Orange Prize 2012 longlist announced

Ali Smith, Cynthia Ozick and A L Kennedy are among the heavyweights chosen.

The judges of the 2012 Orange Prize for Fiction have announced their 20-book longlist. Here are this year's nominees (with links to New Statesman reviews where available, and the author's nationality indicated):

Karin Alternberg, Island of Wings (Quercus, Swedish)
Aifric Campbell, On the Floor (Serpent's Tail, Irish)
Leah Hager Cohen, The Grief of Others (The Clerkenwell Press, American)
Emma Donoghue, The Sealed Letter (Picador, Irish)
Esi Edugyan, Half Blood Blues (Serpent's Tail, Canadian)
Anne Enright, The Forgotten Waltz (Jonathan Cape, Irish)
Roopa Farooki, The Flying Man (Headline, Review British)
Jaimy Gordon, Lord of Misrule (Quercus, American)
Georgina Harding, Painter of Silence (Bloomsbury, British)
Jane Harris, Gillespie & I (Bloomsbury, British)
Francesca Kay, The Translation of the Bones (Weidenfeld & Nicolson, British)

+++++

- _Goal_
Please carry the Orange Prize longlist article forward from its last line. The data after this sentence comes from a different source than the article.

- _Source data_

+++++

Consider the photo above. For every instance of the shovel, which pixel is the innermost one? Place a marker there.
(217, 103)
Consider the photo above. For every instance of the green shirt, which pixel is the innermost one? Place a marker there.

+++++

- _Answer_
A.L. Kennedy, The Blue Book (Jonathan Cape, British)
Erin Morgenstern, The Night Circus (Harvill Secker, American)
Madeline Miller, The Song of Achilles (Bloomsbury, American)
Cynthia Ozick, Foreign Bodies (Atlantic Books, American)
Ann Pratchett, State of Wonder (Bloomsbury, American)
Ali Smith,There but for the (Hamish Hamilton, British)
Anna Stothard, The Pink Hotel (Alma Books, British)
Stella Tillyard, Tides of War (Chatto & Windus, British)
Amy Waldman, The Submission (William Heinemann, American) (Read Jonathan Derbyshire's interview with Amy Waldman.)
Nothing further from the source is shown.